*Exercise passage*.
I don't think that the article explains it good enough. So I'm interested in further resources on this and an expansion of its explanation in the article.

Here's a few more specific questions:

  • >A limit experience breaks the subject from itself.
Sounds much like the psychedelic culture's depersonalization and ego death. Are those related or maybe even subordinate? (See: Psychonautics)
  • >It was at the edge of limits where the ability to comprehend experience breaks down that Bataille sought to live.
Shouldn't this say where Bataille sought to live?
  • >the point of life which lies as close as possible to the impossibility of living, which lies at the limit or the extreme
In what sense "impossible"? By biological means (e.g. starvation) or otherwise?

*Instructions for the task*. Continue the comment about the limit-experience article, picking up right after its last sentence.

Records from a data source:
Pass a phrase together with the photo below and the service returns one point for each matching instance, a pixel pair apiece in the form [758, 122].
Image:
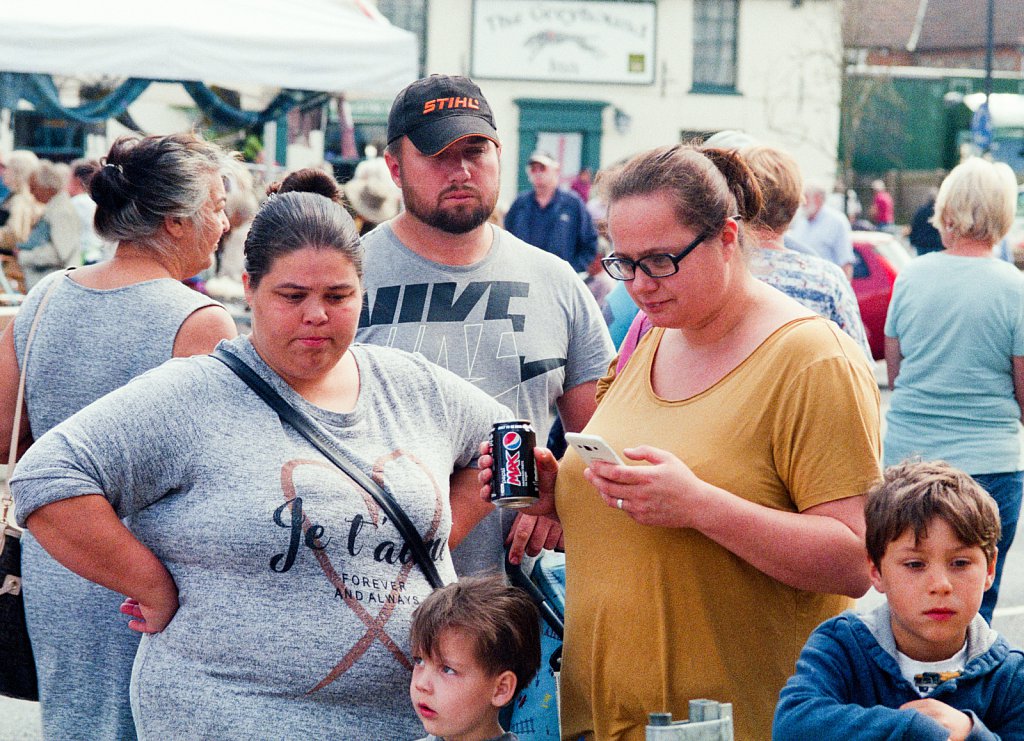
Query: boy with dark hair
[474, 643]
[925, 665]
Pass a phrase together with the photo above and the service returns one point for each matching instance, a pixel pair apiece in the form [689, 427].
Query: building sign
[608, 42]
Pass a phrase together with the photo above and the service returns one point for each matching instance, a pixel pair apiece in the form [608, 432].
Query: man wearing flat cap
[553, 219]
[442, 281]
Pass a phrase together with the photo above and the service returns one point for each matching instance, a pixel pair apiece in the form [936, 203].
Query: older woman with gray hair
[55, 241]
[275, 596]
[161, 200]
[22, 208]
[814, 281]
[954, 346]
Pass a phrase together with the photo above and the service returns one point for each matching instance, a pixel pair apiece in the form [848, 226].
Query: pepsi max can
[514, 480]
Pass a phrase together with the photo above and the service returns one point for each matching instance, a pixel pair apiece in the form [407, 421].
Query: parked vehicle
[878, 257]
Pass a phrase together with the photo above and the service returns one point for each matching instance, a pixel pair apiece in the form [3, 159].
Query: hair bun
[109, 186]
[307, 180]
[739, 178]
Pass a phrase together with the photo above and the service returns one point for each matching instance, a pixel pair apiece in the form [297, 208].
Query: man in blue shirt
[553, 219]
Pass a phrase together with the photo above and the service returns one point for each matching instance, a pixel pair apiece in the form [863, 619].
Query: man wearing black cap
[442, 281]
[555, 220]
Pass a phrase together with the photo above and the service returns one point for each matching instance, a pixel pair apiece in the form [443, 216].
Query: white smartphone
[592, 447]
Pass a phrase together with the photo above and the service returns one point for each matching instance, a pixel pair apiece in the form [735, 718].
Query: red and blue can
[514, 481]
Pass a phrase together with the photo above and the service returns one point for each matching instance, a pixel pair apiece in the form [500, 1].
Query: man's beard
[453, 221]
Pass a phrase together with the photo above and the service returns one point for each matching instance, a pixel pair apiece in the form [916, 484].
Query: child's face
[934, 589]
[454, 696]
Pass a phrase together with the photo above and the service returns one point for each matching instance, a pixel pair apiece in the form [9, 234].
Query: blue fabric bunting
[42, 93]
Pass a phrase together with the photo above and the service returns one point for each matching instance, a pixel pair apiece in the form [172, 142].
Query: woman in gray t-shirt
[161, 200]
[274, 596]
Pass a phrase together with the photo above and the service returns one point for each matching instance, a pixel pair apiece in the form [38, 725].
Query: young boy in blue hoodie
[925, 665]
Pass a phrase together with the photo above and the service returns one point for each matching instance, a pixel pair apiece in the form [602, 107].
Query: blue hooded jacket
[848, 686]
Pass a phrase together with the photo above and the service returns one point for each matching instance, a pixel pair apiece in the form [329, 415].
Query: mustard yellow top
[658, 616]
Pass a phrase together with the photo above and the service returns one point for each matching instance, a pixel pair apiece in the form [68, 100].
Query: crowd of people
[265, 591]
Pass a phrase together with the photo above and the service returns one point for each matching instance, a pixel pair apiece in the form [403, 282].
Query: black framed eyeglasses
[659, 265]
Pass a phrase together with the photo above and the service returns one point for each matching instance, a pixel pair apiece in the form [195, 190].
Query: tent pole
[6, 134]
[281, 147]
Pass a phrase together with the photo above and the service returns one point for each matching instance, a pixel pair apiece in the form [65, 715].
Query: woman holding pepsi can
[273, 592]
[750, 431]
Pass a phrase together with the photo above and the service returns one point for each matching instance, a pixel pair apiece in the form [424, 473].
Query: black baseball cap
[437, 111]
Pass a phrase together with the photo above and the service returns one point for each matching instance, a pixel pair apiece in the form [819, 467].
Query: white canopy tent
[325, 45]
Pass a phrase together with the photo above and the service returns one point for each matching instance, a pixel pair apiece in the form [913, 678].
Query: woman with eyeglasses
[750, 429]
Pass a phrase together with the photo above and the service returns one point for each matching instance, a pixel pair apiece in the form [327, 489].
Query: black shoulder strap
[322, 442]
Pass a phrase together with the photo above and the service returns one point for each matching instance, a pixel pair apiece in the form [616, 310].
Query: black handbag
[322, 441]
[17, 667]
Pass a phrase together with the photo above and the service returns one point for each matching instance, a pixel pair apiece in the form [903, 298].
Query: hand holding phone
[593, 447]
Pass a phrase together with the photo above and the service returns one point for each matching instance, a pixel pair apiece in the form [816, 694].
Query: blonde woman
[23, 210]
[954, 346]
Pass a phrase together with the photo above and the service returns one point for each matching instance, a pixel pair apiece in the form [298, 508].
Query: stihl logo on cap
[440, 103]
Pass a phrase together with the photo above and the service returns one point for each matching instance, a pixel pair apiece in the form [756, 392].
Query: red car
[877, 258]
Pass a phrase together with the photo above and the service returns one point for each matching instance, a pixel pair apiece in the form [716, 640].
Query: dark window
[860, 268]
[715, 24]
[411, 15]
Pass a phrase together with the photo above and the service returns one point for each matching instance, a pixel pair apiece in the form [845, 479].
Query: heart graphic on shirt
[375, 624]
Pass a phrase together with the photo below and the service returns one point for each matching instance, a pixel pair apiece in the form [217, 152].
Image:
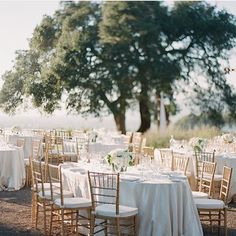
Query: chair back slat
[55, 180]
[207, 177]
[20, 142]
[225, 184]
[148, 152]
[37, 176]
[104, 188]
[35, 150]
[180, 162]
[167, 158]
[200, 157]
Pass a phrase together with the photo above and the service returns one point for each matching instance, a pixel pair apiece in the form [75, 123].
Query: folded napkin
[129, 178]
[80, 170]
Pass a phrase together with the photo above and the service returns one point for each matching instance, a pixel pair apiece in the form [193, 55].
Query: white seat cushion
[26, 161]
[110, 211]
[70, 154]
[56, 194]
[218, 177]
[76, 202]
[46, 186]
[197, 194]
[203, 203]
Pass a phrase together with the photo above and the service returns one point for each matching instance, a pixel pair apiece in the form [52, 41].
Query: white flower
[15, 129]
[197, 143]
[227, 138]
[120, 157]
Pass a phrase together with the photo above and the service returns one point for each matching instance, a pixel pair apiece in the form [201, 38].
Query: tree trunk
[120, 122]
[119, 115]
[144, 110]
[158, 104]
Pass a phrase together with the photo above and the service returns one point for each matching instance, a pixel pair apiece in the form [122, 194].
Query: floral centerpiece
[227, 138]
[92, 136]
[16, 129]
[120, 159]
[198, 144]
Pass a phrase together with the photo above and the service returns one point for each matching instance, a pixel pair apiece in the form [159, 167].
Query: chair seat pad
[26, 161]
[70, 154]
[73, 203]
[203, 203]
[110, 211]
[56, 194]
[46, 186]
[188, 174]
[218, 177]
[197, 194]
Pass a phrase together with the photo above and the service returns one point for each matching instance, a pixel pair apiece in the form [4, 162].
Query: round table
[12, 169]
[12, 139]
[165, 207]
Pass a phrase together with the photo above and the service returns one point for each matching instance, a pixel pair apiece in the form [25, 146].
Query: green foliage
[102, 57]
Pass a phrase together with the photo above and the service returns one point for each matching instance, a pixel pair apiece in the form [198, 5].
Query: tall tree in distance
[169, 45]
[100, 58]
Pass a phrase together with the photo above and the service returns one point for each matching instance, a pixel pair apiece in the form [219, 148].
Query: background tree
[169, 45]
[102, 57]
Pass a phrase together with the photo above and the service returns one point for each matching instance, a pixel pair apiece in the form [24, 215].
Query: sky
[19, 18]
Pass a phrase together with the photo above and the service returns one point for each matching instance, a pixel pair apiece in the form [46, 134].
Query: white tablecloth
[12, 139]
[221, 161]
[12, 169]
[165, 207]
[94, 148]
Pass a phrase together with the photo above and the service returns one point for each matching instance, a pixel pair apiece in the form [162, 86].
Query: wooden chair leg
[225, 222]
[33, 210]
[62, 223]
[106, 229]
[135, 225]
[36, 215]
[92, 224]
[51, 219]
[44, 219]
[118, 233]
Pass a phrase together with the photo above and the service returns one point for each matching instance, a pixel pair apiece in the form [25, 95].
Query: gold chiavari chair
[64, 207]
[104, 189]
[51, 151]
[39, 199]
[180, 163]
[82, 147]
[137, 146]
[210, 157]
[199, 158]
[206, 180]
[34, 155]
[166, 158]
[215, 210]
[20, 142]
[148, 152]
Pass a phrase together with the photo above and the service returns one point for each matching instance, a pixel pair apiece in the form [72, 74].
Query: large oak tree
[101, 57]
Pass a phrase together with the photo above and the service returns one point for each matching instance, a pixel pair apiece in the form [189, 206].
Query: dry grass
[15, 216]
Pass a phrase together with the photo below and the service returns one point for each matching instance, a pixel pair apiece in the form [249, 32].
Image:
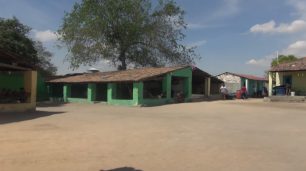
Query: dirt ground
[214, 136]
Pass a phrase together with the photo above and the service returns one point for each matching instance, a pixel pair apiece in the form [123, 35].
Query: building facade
[292, 74]
[138, 87]
[235, 82]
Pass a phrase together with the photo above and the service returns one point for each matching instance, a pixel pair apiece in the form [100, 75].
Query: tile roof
[118, 76]
[251, 77]
[298, 65]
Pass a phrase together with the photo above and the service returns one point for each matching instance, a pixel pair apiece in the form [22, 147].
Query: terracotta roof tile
[251, 77]
[118, 76]
[299, 65]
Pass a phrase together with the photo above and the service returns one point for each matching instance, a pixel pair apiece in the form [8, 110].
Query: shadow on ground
[6, 118]
[123, 169]
[50, 104]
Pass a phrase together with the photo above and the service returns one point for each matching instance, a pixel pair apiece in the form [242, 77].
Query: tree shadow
[50, 104]
[6, 118]
[123, 169]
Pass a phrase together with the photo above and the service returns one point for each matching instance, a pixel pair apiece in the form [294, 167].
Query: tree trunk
[122, 59]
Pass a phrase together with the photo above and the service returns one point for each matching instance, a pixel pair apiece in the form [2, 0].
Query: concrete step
[285, 99]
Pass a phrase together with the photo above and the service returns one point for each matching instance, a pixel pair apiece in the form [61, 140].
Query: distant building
[234, 82]
[292, 74]
[18, 84]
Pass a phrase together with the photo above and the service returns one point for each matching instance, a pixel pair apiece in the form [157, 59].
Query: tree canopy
[14, 38]
[283, 59]
[126, 32]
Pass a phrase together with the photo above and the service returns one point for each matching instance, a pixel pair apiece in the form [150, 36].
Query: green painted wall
[66, 92]
[42, 89]
[187, 73]
[91, 92]
[251, 84]
[12, 81]
[137, 91]
[137, 95]
[78, 100]
[167, 86]
[298, 81]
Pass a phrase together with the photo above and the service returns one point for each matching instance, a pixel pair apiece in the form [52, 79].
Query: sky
[240, 36]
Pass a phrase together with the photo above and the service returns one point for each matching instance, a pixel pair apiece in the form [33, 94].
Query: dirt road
[213, 136]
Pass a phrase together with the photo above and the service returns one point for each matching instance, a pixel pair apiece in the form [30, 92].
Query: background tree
[126, 32]
[283, 59]
[14, 38]
[44, 60]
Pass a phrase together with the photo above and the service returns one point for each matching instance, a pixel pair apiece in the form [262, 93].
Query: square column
[91, 92]
[270, 83]
[279, 78]
[30, 85]
[66, 92]
[138, 93]
[188, 87]
[207, 86]
[167, 86]
[111, 91]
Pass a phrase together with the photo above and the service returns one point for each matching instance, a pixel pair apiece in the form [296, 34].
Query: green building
[135, 87]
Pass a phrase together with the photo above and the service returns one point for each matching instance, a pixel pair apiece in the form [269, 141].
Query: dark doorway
[124, 91]
[177, 86]
[101, 92]
[153, 89]
[288, 79]
[79, 91]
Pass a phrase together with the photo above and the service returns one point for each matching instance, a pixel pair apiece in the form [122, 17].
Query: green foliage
[14, 38]
[44, 57]
[125, 32]
[283, 59]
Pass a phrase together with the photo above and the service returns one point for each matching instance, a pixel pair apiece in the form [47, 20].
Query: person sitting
[244, 92]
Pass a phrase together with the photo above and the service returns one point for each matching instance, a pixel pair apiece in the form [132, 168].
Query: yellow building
[17, 84]
[292, 74]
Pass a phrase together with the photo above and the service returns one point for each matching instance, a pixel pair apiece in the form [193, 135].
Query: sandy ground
[214, 136]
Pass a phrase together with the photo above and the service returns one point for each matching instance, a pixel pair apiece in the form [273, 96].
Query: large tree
[283, 59]
[14, 38]
[126, 32]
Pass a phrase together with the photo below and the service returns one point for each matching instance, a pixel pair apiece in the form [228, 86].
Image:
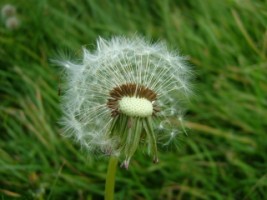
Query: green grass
[224, 156]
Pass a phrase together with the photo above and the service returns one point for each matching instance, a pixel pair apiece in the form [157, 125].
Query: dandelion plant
[126, 94]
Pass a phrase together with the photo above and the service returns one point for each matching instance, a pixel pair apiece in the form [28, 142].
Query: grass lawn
[225, 153]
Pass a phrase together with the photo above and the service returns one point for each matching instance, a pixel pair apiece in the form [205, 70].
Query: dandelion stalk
[110, 178]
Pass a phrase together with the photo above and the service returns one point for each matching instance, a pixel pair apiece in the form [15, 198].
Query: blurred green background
[225, 155]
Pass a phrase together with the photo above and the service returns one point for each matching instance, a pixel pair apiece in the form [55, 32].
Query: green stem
[110, 179]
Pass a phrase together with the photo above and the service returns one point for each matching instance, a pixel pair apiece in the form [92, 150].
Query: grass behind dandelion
[224, 156]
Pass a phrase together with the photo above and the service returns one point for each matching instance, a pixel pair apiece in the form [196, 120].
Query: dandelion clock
[126, 94]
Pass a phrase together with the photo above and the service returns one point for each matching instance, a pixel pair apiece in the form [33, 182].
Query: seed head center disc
[136, 107]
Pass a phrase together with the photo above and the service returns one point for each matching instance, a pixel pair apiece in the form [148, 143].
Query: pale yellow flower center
[136, 107]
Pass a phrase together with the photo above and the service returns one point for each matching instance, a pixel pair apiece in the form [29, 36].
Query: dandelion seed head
[128, 91]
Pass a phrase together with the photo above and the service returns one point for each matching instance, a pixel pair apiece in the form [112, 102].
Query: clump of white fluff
[116, 62]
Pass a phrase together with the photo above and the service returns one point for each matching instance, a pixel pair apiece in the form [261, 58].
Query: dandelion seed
[12, 23]
[126, 93]
[8, 10]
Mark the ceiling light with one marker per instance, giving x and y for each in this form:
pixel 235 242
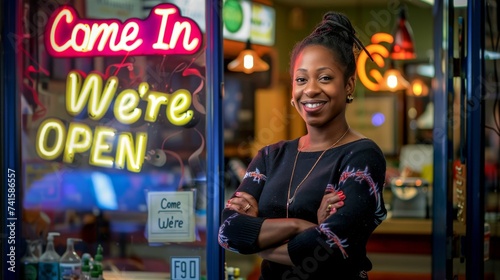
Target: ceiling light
pixel 403 47
pixel 248 61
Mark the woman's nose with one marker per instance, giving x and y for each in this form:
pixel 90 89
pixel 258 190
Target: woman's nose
pixel 311 89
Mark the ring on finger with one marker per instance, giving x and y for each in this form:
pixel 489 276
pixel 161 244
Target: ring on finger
pixel 329 208
pixel 247 207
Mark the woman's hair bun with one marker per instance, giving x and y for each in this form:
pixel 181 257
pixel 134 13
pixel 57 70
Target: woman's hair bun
pixel 336 24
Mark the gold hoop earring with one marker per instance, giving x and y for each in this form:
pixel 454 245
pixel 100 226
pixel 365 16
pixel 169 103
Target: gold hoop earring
pixel 349 98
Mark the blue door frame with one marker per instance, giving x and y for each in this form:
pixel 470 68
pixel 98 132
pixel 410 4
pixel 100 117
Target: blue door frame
pixel 215 145
pixel 473 115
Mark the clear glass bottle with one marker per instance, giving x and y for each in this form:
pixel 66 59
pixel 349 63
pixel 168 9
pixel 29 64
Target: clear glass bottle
pixel 70 264
pixel 48 264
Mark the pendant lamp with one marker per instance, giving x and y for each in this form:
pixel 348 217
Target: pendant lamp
pixel 393 80
pixel 248 61
pixel 403 47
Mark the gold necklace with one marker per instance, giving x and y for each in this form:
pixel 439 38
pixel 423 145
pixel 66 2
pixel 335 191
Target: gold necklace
pixel 290 199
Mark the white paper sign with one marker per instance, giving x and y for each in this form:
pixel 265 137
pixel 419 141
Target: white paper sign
pixel 171 216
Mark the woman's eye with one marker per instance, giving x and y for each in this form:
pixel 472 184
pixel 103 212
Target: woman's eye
pixel 300 80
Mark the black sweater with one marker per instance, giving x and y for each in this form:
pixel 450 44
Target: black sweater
pixel 335 249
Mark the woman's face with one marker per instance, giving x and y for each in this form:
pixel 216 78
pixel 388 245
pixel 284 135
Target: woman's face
pixel 319 91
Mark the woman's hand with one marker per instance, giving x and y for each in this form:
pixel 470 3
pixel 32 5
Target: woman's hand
pixel 244 203
pixel 329 205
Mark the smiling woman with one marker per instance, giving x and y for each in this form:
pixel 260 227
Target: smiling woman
pixel 307 206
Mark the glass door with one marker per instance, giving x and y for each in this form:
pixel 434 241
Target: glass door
pixel 460 235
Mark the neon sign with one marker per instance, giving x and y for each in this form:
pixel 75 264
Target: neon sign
pixel 163 32
pixel 108 147
pixel 379 53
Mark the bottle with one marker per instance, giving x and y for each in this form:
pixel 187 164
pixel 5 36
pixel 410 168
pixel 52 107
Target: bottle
pixel 230 273
pixel 70 264
pixel 29 262
pixel 48 264
pixel 98 262
pixel 85 269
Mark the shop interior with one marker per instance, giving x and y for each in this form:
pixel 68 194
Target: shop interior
pixel 257 112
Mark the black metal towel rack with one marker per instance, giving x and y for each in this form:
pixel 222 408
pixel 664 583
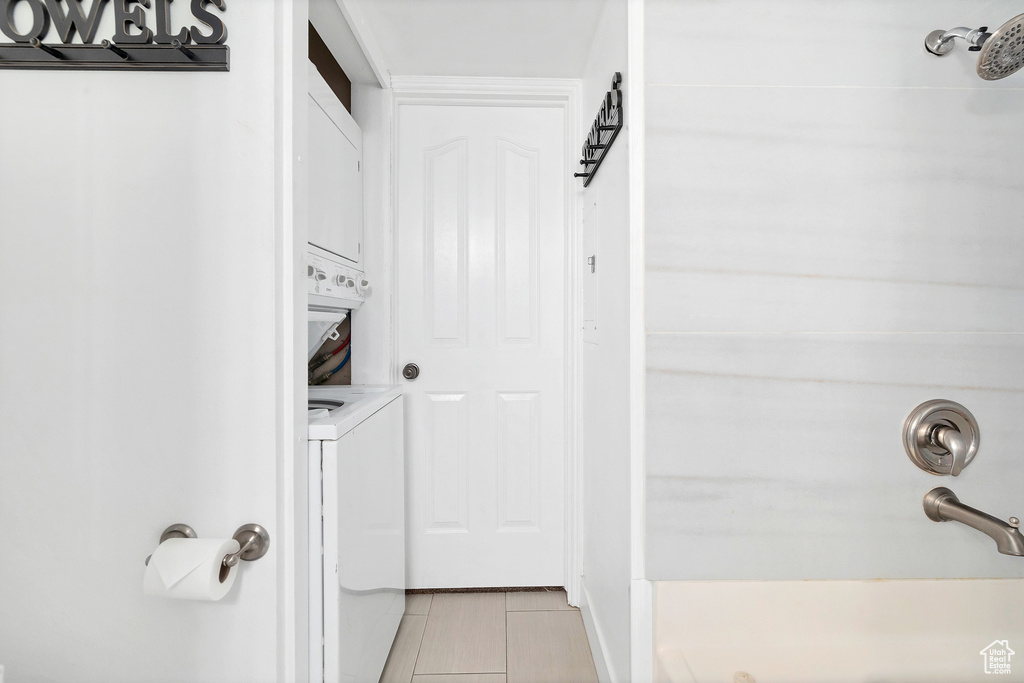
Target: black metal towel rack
pixel 607 123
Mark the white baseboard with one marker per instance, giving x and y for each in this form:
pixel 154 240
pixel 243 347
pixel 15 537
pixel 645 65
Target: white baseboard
pixel 597 646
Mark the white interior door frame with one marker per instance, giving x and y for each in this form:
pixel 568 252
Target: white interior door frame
pixel 557 93
pixel 641 590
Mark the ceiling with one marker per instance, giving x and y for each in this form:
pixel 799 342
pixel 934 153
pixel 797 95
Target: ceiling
pixel 511 38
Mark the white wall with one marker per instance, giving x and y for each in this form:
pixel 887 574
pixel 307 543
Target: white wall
pixel 605 368
pixel 140 365
pixel 833 238
pixel 372 324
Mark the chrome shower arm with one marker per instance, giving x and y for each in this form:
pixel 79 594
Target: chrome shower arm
pixel 941 42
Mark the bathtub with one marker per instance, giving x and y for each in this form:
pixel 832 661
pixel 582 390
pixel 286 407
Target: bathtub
pixel 839 631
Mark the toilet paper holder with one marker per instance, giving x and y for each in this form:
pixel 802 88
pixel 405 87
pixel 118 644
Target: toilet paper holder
pixel 253 541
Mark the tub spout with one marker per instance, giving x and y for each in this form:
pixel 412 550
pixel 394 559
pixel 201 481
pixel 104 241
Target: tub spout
pixel 942 505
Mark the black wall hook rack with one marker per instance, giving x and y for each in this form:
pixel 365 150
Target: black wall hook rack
pixel 607 123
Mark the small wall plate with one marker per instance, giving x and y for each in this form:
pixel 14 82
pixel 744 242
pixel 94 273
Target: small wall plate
pixel 918 428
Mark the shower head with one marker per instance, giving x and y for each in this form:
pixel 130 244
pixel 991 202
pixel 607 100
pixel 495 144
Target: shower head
pixel 1001 52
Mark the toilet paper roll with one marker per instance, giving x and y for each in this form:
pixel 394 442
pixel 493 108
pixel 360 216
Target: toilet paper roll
pixel 190 569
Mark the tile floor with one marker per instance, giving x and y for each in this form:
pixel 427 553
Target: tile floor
pixel 528 637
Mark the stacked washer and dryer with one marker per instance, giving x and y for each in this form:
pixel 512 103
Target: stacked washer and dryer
pixel 356 451
pixel 356 504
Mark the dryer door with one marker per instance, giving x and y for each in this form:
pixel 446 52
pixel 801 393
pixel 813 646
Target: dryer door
pixel 323 326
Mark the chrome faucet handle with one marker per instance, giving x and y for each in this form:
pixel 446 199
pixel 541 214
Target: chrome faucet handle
pixel 941 437
pixel 950 439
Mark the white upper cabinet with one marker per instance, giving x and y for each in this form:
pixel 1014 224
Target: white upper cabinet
pixel 335 177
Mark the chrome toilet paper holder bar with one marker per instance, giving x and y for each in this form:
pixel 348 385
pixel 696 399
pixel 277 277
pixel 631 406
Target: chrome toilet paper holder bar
pixel 254 542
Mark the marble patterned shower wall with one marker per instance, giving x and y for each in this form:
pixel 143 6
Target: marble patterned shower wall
pixel 833 237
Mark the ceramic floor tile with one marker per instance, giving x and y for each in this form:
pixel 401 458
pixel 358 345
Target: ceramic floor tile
pixel 400 660
pixel 532 600
pixel 418 603
pixel 549 646
pixel 459 678
pixel 465 634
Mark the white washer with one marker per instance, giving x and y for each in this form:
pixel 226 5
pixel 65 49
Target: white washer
pixel 357 530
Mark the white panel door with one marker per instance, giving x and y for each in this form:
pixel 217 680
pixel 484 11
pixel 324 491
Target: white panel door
pixel 481 229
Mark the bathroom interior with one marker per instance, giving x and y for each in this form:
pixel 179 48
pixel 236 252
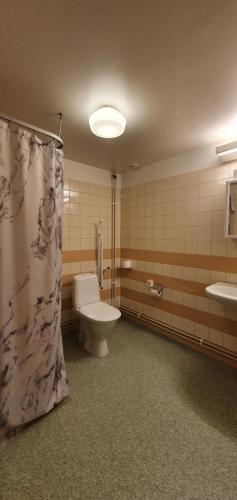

*Output*.
  • >A limit-experience is a type of action or experience which approaches the edge of living in terms of its intensity and its seeming impossibility
Again in what sense "impossible" (or is it rather "unlikely" / "abnormal" [in the sense of human experience]?)? And for instance would war-experiences be considered limit-experiences for their intensity?
  • >Classical instances of limit experiences include abandonment, fascination, suffering, madness, and poetry [...]
>Limit-experience is a type of somaesthetic "edgework" that goes on to test the limits of ordered reality
So are "limit-experiences" altered states of consciousness evoked by intense, abnormal experiences that are not evoked by psychedelic drugs?